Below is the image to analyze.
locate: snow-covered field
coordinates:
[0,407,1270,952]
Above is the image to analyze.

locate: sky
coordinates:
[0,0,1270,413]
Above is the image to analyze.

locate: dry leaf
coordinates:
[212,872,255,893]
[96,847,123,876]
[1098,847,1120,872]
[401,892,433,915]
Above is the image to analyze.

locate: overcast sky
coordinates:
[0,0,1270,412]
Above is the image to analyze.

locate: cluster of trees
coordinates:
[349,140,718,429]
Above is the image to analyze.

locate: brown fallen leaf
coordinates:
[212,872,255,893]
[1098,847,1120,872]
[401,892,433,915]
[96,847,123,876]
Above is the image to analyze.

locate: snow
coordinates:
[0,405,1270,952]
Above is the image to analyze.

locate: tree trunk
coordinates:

________

◆ The task: Copy the listing above word for word, every line in its original order.

◆ Exercise response:
Below is the image to analyze.
locate: snow-covered field
coordinates:
[0,407,1270,952]
Above is the image to analyze.

locate: sky
coordinates:
[0,0,1270,413]
Above is the image to analyze.

locate: dry leaf
coordinates:
[212,872,255,893]
[96,847,123,876]
[1098,847,1120,872]
[401,892,433,915]
Above is the image to analyze.

locate: overcast sky
coordinates:
[0,0,1270,412]
Above is the image to analyze.

locate: cluster of trees
coordinates:
[349,140,718,429]
Above is the image to analyze.

locate: brown fallen leaf
coordinates:
[212,872,255,893]
[1098,847,1120,872]
[401,892,433,915]
[96,847,123,876]
Above is the image to analyze.

locate: snow
coordinates:
[0,405,1270,952]
Above is the image to analyze.

locate: tree trunk
coordinates:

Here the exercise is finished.